### What is needed
Rewrite the rows below as a Markdown table with two columns, Nr and Text: Nr holds a running line number and Text holds the line itself. Skip blank lines, and leave the pictures out.

»»

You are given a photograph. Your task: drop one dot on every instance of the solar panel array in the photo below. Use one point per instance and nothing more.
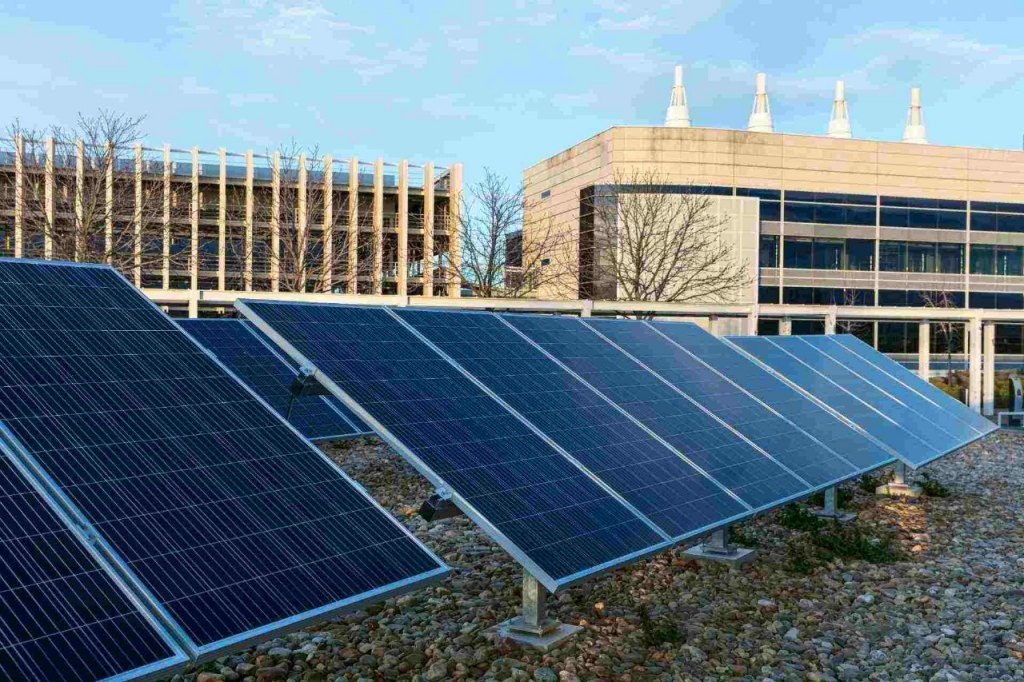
(654, 434)
(912, 418)
(228, 523)
(247, 353)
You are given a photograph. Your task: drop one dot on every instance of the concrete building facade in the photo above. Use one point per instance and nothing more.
(838, 220)
(188, 219)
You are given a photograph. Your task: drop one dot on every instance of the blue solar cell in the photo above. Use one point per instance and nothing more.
(878, 424)
(837, 435)
(681, 422)
(240, 346)
(235, 524)
(939, 441)
(933, 393)
(646, 473)
(787, 444)
(549, 513)
(62, 616)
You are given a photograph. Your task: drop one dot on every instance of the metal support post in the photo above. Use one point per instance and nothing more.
(534, 628)
(718, 548)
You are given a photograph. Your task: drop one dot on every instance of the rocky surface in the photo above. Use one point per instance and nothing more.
(951, 608)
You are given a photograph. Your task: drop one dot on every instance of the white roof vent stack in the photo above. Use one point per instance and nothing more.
(678, 115)
(760, 120)
(839, 125)
(913, 132)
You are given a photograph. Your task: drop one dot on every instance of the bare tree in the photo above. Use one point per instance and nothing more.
(82, 198)
(950, 332)
(652, 244)
(504, 253)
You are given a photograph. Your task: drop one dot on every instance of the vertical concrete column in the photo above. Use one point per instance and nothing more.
(988, 365)
(378, 274)
(428, 228)
(80, 200)
(455, 230)
(830, 321)
(48, 198)
(250, 209)
(402, 227)
(137, 217)
(109, 231)
(302, 226)
(327, 228)
(165, 268)
(18, 195)
(974, 374)
(275, 223)
(924, 349)
(194, 215)
(353, 225)
(222, 221)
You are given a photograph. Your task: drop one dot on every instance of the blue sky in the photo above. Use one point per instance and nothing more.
(505, 84)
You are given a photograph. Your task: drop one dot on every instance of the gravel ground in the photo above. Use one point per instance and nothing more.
(950, 608)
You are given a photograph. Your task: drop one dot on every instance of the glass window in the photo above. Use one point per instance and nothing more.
(892, 256)
(860, 254)
(768, 256)
(951, 258)
(828, 254)
(921, 257)
(982, 259)
(1008, 260)
(797, 252)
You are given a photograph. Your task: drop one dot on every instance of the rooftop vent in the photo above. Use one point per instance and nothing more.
(760, 120)
(913, 132)
(839, 125)
(678, 115)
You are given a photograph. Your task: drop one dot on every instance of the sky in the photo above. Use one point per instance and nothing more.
(505, 84)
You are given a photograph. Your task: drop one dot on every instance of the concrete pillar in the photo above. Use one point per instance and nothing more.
(222, 221)
(924, 349)
(137, 218)
(18, 195)
(109, 197)
(80, 200)
(165, 268)
(974, 354)
(275, 223)
(194, 215)
(250, 201)
(302, 224)
(988, 384)
(378, 220)
(428, 228)
(402, 227)
(455, 230)
(49, 209)
(830, 321)
(327, 228)
(353, 225)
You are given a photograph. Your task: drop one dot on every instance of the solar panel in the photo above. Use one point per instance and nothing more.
(62, 615)
(937, 439)
(733, 462)
(878, 424)
(849, 443)
(811, 462)
(552, 515)
(657, 481)
(242, 348)
(910, 380)
(235, 525)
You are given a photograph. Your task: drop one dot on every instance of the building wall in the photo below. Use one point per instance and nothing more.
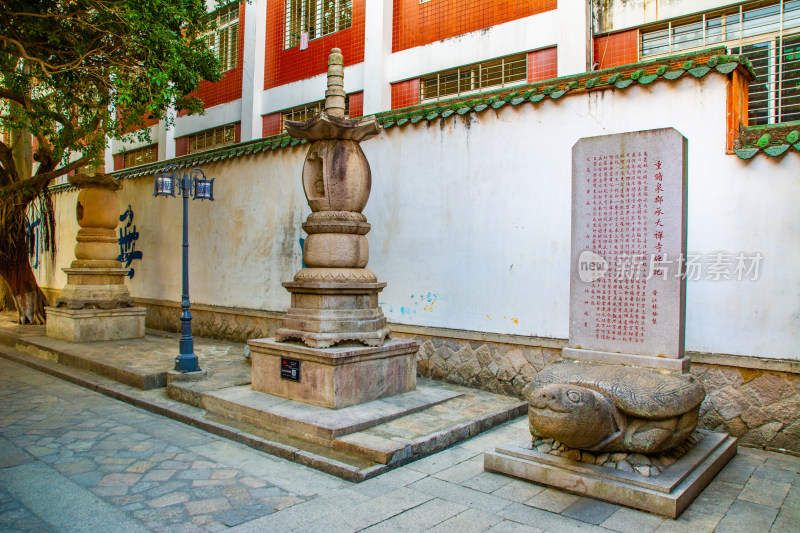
(471, 230)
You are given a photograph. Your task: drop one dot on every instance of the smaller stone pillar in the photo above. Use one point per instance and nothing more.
(95, 304)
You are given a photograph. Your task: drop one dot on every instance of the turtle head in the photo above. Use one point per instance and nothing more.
(577, 416)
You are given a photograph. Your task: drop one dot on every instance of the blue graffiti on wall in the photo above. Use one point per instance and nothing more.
(127, 241)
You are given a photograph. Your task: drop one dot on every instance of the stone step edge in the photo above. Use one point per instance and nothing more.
(214, 403)
(195, 419)
(30, 347)
(397, 453)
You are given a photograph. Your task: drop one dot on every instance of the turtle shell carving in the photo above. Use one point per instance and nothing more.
(613, 408)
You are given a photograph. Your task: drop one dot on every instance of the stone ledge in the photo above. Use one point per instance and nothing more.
(753, 362)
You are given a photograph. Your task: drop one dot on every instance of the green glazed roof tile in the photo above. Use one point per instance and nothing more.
(699, 72)
(776, 149)
(746, 153)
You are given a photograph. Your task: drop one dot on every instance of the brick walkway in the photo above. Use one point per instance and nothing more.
(74, 460)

««

### Task solution
| Nr | Text |
|---|---|
| 1 | You are given a photograph. Your task: drop one dot on every instance of the solar panel array in the photo below. Use one point per instance and nothing more. |
| 2 | (654, 434) |
| 3 | (912, 418) |
| 4 | (228, 523) |
| 5 | (247, 353) |
| 6 | You are given a photograph. Your task: drop one dot on every instance of the concrete building facade in the photo above. Use one point per instance and nothing more. |
| 7 | (838, 220) |
| 8 | (188, 219) |
| 9 | You are given a photograph. Your task: drop one dot on every instance of the blue solar cell in the photo above. Use one point per instance and nothing more. |
| 10 | (878, 424) |
| 11 | (837, 435) |
| 12 | (681, 422) |
| 13 | (240, 346) |
| 14 | (235, 524) |
| 15 | (939, 441) |
| 16 | (933, 393) |
| 17 | (646, 473) |
| 18 | (787, 444) |
| 19 | (549, 513) |
| 20 | (62, 616) |
| 21 | You are given a photograph. Your task: drop one dot on every instance of the metal support post in the photo above. Use one point per instance and nothing more. |
| 22 | (534, 628) |
| 23 | (718, 548) |
| 24 | You are given a photograph. Your task: drop one dot on every instance of the rocky surface in the photo above. Use one point per instance and nothing more. |
| 25 | (951, 608) |
| 26 | You are given a photograph. Your task: drop one dot on every instance of the white roof vent stack in the photo above. Use one point per instance and nothing more. |
| 27 | (678, 115) |
| 28 | (760, 120) |
| 29 | (839, 125) |
| 30 | (913, 132) |
| 31 | You are given a photograph. Your task: drop one dot on every instance of the bare tree in the photo above. Use one point per instance and nothing more. |
| 32 | (82, 198) |
| 33 | (950, 332) |
| 34 | (652, 244) |
| 35 | (504, 253) |
| 36 | You are given a photograph. Your task: drop one dot on every instance of the vertical concrete column in the photo above. Use one point per instance and nothing more. |
| 37 | (988, 365) |
| 38 | (378, 274) |
| 39 | (428, 228) |
| 40 | (80, 200) |
| 41 | (455, 230) |
| 42 | (830, 321) |
| 43 | (48, 198) |
| 44 | (250, 209) |
| 45 | (402, 227) |
| 46 | (137, 217) |
| 47 | (109, 231) |
| 48 | (302, 226) |
| 49 | (327, 228) |
| 50 | (165, 268) |
| 51 | (18, 195) |
| 52 | (974, 374) |
| 53 | (275, 223) |
| 54 | (924, 349) |
| 55 | (194, 215) |
| 56 | (353, 225) |
| 57 | (222, 221) |
| 58 | You are given a photograph. Your task: drop one dot on every instance of the blue sky in the photo above. Use one point per instance and nothing more. |
| 59 | (505, 84) |
| 60 | You are given a photograph. Your task: drop one dot on every instance of the gravel ground in the photo above. Use one point per instance and nothing more. |
| 61 | (950, 608) |
| 62 | You are given a photograph. Your task: drop one dot on every instance of the glass window in the photo above. Use one point per instance and nothing more. |
| 63 | (892, 256) |
| 64 | (860, 254) |
| 65 | (768, 256) |
| 66 | (951, 258) |
| 67 | (828, 254) |
| 68 | (921, 257) |
| 69 | (982, 259) |
| 70 | (1008, 260) |
| 71 | (797, 252) |
| 72 | You are given a photograph. Your task: drop one dot on every instance of the rooftop vent in the photo above. Use one point per instance and nothing more. |
| 73 | (760, 120) |
| 74 | (913, 132) |
| 75 | (839, 125) |
| 76 | (678, 115) |
| 77 | You are given a photograph. Your task: drop one dot on every instance of the sky in the photo above. Use one point per instance and nothing more. |
| 78 | (505, 84) |
| 79 | You are given a photograph. Your task: drop one dot on every instance of the concrete pillar in the photo above. Use one point per instance and nothing more. |
| 80 | (222, 221) |
| 81 | (924, 349) |
| 82 | (137, 218) |
| 83 | (18, 195) |
| 84 | (109, 197) |
| 85 | (80, 200) |
| 86 | (165, 268) |
| 87 | (974, 354) |
| 88 | (275, 223) |
| 89 | (194, 215) |
| 90 | (250, 201) |
| 91 | (302, 224) |
| 92 | (988, 384) |
| 93 | (378, 220) |
| 94 | (428, 228) |
| 95 | (402, 227) |
| 96 | (455, 230) |
| 97 | (49, 209) |
| 98 | (830, 321) |
| 99 | (327, 228) |
| 100 | (353, 225) |
| 101 | You are given a photograph. Your task: drop one dot on every instance of the solar panel in the photo above. Use one point per instance and nothing more. |
| 102 | (62, 615) |
| 103 | (937, 439) |
| 104 | (733, 462) |
| 105 | (878, 424) |
| 106 | (849, 443) |
| 107 | (811, 462) |
| 108 | (552, 515) |
| 109 | (657, 481) |
| 110 | (242, 348) |
| 111 | (910, 380) |
| 112 | (235, 525) |
| 113 | You are given a photograph. Your task: drop one dot on every instance of the building wall in the photo below. Use one point per instance and nothing more. |
| 114 | (471, 230) |
| 115 | You are given a photograph. Your task: drop one dot on every instance of the smaller stone pillar in the photo above. Use one point per instance and nothing more. |
| 116 | (95, 304) |
| 117 | You are given a photograph. Your task: drop one dot on every instance of the turtle head in the photo above. Use one point per instance and nothing more. |
| 118 | (577, 416) |
| 119 | You are given a photograph. Your task: drop one dot on every instance of the blue graffiti on wall in the photo above. Use one point per instance and nothing more. |
| 120 | (127, 241) |
| 121 | You are given a photograph. Your task: drop one dot on every instance of the stone step edge in the photo above. Use one point per instance and nothing more. |
| 122 | (214, 403) |
| 123 | (195, 419) |
| 124 | (30, 347) |
| 125 | (397, 453) |
| 126 | You are given a photograph. Your task: drop one dot on every instance of the turtle shell carving in the photo above. Use one point per instance and nothing more. |
| 127 | (613, 408) |
| 128 | You are given a photograph. Your task: drop one dot on every instance of the stone ledge in the photo above. Use one point per instance and nothing more. |
| 129 | (753, 362) |
| 130 | You are given a photograph. Your task: drop one dot on every instance of the green glazed roof tile in the photo above. Use one point per instance and nothing more. |
| 131 | (699, 72) |
| 132 | (776, 149) |
| 133 | (746, 153) |
| 134 | You are given a photograph. Your task: drop one dot on every instance of the brick walkway in the photo above. Use one point per instance and nothing more. |
| 135 | (74, 460) |